Par Charles de Beaurepaire



Charles Marie de Robillard de Beaurepaire, né le 24 mars 1828 à Avranches et mort le 12 août 1908 à Rouen, est l'historien qui organisa les archives de la Seine-Inférieure. Au Trait, triège du Malaquis, une prairie lui appartenait...





Il existe, en l’église du Trait, dans la nef latérale de droite, adossé au mur, un banc de bois assez grossièrement fabriqué, sur lequel ont été gravés ces mots :

« L'an de grâce mil cinq cens trente-six les bourgoys de la berge ont faict parfaire cest assis. Pries Dieu pour eux et pour les bienffaiteurs d'icelle église. »

Si courte qu'elle soit, si simple qu'elle paraisse, cette inscription rustique mérite quelques mots d'explication.

Disons tout d'abord qu'il n'existe, au Trait, aucun lieu désigné sous le nom de Berge et que les habitants de cette localité, autrefois, il est vrai, décorée du titre de châtellenie, n'élevèrent jamais de prétentions aux privilèges du bourgage, dont ils voyaient jouir, grâce à leurs grandes et antiques abbayes, leurs voisins de Jumièges et de St. Wandrille, ce qui prouve qu'il valait encore mieux, pour les paysans, vivre sous la crosse qu'à l'abri d'un château.

Quelle est donc cette Berge et de quels bourgeois peut-il être question ?

Le mot Berge, d'après le Glossaire de Roquefort, désigne un petit bateau ; c'est l'équivalent de barque, un navire sans hune.

Le Bourgeois, d'après l’explication des termes de marine insérée à la suite des Coutumes de la mer, c'est le seigneur ou le propriétaire du vaisseau. Cette dénomination tudesque viendrait de ce que, en Allemagne, il n'y avait que les bourgeois des villes hanséatiques qui eussent le droit de mettre à la mer, de même qu'en Espagne où Ningun natural del Reyno puede vender, empenar ne dar parte de la nave à ningun estrangero d'el, aunque tenga carta de naturalaza, so graves penas puestas per una ley Recopila da libro 6° ti. 10… Les Levantins disaient Segnor de la nau, l'Espagnol, Dueno de la nave.

Cette explication a été adoptée par les auteurs du Dictionnaire de Trévoux.
Tant de termes de notre vocabulaire nautique ont été empruntés aux langues étrangères, que je ne puis voir rien d'invraisemblable dans cette opinion. Il me semblerait pourtant, je l'avoue, plus naturel, sans recourir à l'Allemagne, d'expliquer cette acception particulière du mot bourgeois, par le sens populaire qu'il avait et qu'il conserve encore dans les campagnes, où il est le synonyme de maître.

_CONTENU DES DONNÉES_
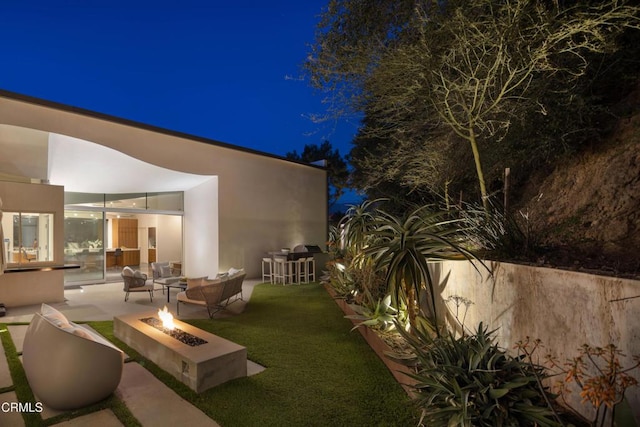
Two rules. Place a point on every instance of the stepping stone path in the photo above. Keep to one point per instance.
(150, 401)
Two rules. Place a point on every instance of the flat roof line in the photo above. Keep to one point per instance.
(119, 120)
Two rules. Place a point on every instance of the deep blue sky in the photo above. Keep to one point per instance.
(228, 71)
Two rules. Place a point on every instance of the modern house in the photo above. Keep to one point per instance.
(97, 192)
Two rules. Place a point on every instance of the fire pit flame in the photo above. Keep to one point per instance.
(167, 319)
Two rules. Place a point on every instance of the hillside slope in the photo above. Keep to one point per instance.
(587, 212)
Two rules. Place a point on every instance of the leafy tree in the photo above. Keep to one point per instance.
(432, 74)
(337, 170)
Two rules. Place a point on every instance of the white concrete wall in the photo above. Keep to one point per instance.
(564, 309)
(24, 288)
(201, 229)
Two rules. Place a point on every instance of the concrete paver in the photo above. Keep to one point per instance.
(155, 404)
(148, 399)
(8, 417)
(104, 418)
(5, 375)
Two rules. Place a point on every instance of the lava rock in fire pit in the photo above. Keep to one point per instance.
(179, 334)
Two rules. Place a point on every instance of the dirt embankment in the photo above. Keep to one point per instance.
(588, 210)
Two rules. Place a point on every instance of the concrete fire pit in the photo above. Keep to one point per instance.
(199, 366)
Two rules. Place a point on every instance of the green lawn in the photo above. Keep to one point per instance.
(318, 372)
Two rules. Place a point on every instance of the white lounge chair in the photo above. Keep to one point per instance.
(67, 365)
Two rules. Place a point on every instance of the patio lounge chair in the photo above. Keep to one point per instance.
(87, 367)
(135, 281)
(164, 274)
(215, 294)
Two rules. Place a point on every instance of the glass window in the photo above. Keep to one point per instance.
(28, 237)
(84, 245)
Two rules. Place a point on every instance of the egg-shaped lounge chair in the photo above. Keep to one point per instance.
(68, 366)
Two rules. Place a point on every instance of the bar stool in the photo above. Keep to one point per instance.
(267, 263)
(279, 269)
(290, 272)
(310, 269)
(301, 270)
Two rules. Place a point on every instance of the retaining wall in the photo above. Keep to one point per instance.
(564, 309)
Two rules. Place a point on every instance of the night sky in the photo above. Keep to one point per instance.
(229, 71)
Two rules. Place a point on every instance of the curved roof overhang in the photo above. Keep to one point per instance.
(86, 167)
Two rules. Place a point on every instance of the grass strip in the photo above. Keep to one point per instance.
(318, 372)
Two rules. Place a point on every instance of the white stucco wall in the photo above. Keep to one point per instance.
(264, 202)
(564, 309)
(31, 287)
(201, 229)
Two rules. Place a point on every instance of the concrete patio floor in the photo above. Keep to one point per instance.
(148, 399)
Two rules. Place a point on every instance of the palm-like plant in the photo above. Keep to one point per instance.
(403, 247)
(356, 227)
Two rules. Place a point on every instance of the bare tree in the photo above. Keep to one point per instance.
(464, 70)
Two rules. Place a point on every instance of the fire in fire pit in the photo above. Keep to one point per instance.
(165, 324)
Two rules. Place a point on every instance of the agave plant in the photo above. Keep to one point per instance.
(356, 227)
(404, 246)
(470, 381)
(380, 314)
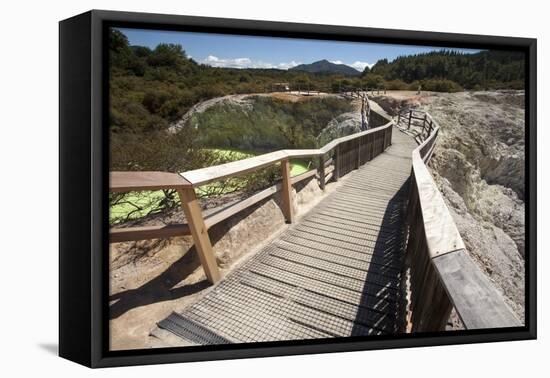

_TRAVAIL DEMANDÉ_
Reprenez le texte sur l'inscription du banc de l'église du Trait pour le poursuivre à partir de sa dernière phrase.

_RÉPONSE RÉDIGÉE_
Quoi qu'il en soit, il est certain qu'au XVIe siècle, tous les contrats d'affrètement de navires commençaient invariablement par ces mots : N., maître après Dieu et bourgeois de la nef… Ainsi, pour ne point sortir du Trait, nous trouvons deux contrats passés par un nommé Raullin Prentout, demeurant en cette paroisse, lequel se qualifie bourgeois d'une nef nommée La Marie du port de 10 tonneaux (23 janvier, 8 février 1554, Tabellionage de Rouen).
Il est très possible qu'il y eût au Trait, au XVIe siècle, plusieurs armateurs ou victuailleurs de navires. Nous en rencontrons, vers le même temps et en grand nombre, dans des paroisses qui n'avaient pas une plus grande importance et qui n'étaient pas plus avantageusement situées, notamment à Jumièges et à Vatteville (1).

Mais comme le mot Berge, dans L’inscription qui nous occupe, n'est suivi d'aucun nom propre servant à le déterminer, nous pensons qu'il ne peut s'appliquer qu'au bateau du Trait ; et, ce point admis, il ne nous paraît pas impossible de retrouver les noms des donateurs du banc de l’église, qui se sont recommandés à nos prières, en qualité de bienfaiteurs.

De tout temps, il avait existé un passage au Trait. Ce passage appartenait à l’abbaye de Jumièges, qui le louait à des bateliers.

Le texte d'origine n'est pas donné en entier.